PROBLEM TO SOLVE:
In the data below, one line contains "rectangular concrete slab." and a later one contains "of the sky.". Print both, with every line between them, exactly and alone.

RECORDS FOR THE TASK:
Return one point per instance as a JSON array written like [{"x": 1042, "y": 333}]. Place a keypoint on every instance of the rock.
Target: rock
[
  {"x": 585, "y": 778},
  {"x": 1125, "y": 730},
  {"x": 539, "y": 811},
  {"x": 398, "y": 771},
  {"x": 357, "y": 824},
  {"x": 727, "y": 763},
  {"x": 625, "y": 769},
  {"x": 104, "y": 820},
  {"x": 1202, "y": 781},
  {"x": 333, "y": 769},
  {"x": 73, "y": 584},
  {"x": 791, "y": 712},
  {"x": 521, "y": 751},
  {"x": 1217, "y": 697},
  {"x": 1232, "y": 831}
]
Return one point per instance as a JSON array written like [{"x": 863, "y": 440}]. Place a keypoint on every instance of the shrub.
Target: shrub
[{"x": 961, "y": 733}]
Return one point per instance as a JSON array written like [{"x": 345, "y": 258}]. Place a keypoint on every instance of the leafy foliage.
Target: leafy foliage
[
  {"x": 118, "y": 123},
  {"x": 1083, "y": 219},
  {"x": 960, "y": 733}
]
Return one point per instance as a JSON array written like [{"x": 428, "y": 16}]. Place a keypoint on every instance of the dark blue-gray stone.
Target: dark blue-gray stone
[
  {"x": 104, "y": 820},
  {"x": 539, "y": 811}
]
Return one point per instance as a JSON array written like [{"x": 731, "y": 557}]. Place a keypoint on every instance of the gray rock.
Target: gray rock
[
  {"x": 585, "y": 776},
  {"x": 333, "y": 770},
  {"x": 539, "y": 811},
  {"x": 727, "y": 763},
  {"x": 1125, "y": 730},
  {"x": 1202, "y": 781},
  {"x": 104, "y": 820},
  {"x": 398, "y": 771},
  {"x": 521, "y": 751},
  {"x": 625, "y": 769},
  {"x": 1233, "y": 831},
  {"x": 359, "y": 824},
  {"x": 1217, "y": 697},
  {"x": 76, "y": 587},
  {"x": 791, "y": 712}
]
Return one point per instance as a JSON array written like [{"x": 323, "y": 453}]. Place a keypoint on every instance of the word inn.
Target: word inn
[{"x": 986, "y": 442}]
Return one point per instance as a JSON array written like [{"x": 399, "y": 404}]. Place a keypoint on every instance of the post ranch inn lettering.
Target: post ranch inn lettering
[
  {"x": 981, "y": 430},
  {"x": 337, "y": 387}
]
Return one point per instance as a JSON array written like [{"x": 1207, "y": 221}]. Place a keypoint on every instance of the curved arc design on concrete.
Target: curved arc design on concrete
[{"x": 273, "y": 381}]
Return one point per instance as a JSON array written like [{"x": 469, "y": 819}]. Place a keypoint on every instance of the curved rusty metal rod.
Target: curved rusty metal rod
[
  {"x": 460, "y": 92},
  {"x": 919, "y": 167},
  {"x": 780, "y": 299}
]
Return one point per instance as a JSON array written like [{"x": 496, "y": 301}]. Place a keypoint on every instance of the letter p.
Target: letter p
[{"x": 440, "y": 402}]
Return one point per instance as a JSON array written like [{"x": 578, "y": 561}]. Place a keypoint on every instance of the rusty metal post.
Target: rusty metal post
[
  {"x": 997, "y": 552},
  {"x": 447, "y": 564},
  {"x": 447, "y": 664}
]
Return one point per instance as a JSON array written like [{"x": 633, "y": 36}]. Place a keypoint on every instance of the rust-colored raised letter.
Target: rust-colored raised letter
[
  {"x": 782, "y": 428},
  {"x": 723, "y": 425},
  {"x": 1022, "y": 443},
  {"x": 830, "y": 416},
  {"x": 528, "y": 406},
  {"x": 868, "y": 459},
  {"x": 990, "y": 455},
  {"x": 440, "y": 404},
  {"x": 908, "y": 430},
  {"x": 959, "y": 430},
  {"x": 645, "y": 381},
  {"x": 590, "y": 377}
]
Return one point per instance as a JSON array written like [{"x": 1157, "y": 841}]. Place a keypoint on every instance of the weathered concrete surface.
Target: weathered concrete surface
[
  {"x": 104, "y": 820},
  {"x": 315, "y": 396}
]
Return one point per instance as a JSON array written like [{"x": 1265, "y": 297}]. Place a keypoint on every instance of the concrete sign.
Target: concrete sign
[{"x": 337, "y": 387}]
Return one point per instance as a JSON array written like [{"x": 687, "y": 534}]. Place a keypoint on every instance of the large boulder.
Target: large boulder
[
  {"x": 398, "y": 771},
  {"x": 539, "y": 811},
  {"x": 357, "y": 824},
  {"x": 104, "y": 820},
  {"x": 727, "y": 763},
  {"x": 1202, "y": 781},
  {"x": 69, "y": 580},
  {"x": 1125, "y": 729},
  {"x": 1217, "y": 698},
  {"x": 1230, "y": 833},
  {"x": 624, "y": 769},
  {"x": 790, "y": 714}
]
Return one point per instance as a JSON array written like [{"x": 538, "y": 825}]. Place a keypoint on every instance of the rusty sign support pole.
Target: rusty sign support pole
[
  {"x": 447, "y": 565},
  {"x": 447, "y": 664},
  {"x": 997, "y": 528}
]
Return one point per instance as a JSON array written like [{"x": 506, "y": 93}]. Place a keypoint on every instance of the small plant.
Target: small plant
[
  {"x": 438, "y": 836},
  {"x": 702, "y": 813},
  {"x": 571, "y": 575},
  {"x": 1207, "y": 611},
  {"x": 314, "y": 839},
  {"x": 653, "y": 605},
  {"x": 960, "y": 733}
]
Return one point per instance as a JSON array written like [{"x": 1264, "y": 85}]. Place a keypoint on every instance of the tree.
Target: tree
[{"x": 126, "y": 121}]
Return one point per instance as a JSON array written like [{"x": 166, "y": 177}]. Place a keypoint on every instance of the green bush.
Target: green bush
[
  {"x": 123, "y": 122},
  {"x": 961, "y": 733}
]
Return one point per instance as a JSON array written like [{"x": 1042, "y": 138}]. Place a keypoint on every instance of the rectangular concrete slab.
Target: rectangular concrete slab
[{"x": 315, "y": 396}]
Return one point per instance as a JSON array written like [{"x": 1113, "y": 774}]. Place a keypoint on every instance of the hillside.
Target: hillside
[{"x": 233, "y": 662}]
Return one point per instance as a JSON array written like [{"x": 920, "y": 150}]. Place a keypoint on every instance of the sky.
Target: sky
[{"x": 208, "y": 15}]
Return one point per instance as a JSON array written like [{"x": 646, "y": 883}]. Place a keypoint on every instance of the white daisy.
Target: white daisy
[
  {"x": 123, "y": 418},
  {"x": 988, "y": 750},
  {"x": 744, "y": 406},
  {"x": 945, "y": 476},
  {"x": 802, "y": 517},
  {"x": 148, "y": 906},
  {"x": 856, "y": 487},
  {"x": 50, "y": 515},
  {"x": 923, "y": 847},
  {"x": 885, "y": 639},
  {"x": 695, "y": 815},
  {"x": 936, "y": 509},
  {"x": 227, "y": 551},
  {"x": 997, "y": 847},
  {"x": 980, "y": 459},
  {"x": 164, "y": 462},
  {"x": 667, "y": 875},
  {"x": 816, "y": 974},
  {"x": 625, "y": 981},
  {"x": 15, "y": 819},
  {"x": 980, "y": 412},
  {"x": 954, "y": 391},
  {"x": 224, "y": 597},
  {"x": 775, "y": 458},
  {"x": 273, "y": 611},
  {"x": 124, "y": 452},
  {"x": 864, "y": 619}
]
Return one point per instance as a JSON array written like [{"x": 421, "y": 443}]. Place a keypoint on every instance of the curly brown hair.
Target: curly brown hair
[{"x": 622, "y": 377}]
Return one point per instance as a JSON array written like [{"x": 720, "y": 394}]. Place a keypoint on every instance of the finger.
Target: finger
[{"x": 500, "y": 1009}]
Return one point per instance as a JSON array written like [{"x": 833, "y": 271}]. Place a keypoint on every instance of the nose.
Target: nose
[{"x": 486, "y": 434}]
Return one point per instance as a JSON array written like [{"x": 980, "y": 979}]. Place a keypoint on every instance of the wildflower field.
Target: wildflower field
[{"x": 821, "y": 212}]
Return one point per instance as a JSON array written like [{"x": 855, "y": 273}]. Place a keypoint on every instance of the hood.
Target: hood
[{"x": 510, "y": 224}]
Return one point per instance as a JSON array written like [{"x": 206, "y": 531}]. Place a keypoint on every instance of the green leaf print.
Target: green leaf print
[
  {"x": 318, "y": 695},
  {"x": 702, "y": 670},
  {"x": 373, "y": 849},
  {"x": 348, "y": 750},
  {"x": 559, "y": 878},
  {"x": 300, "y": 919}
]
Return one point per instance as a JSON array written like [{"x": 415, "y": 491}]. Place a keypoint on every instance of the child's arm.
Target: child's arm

TASK RESULT:
Return one point per instance as a JSON array written like [{"x": 1042, "y": 138}]. Place a keypoint on every instance of the rectangular concrete slab.
Target: rectangular concrete slab
[{"x": 315, "y": 396}]
Return one point per instance as a JSON array written like [{"x": 1113, "y": 774}]. Place a keypoint on every instance of the hillside.
Target: hillside
[{"x": 233, "y": 662}]
Return one point per instance as a JSON array written like [{"x": 920, "y": 150}]. Place a keypoint on every instance of the sky.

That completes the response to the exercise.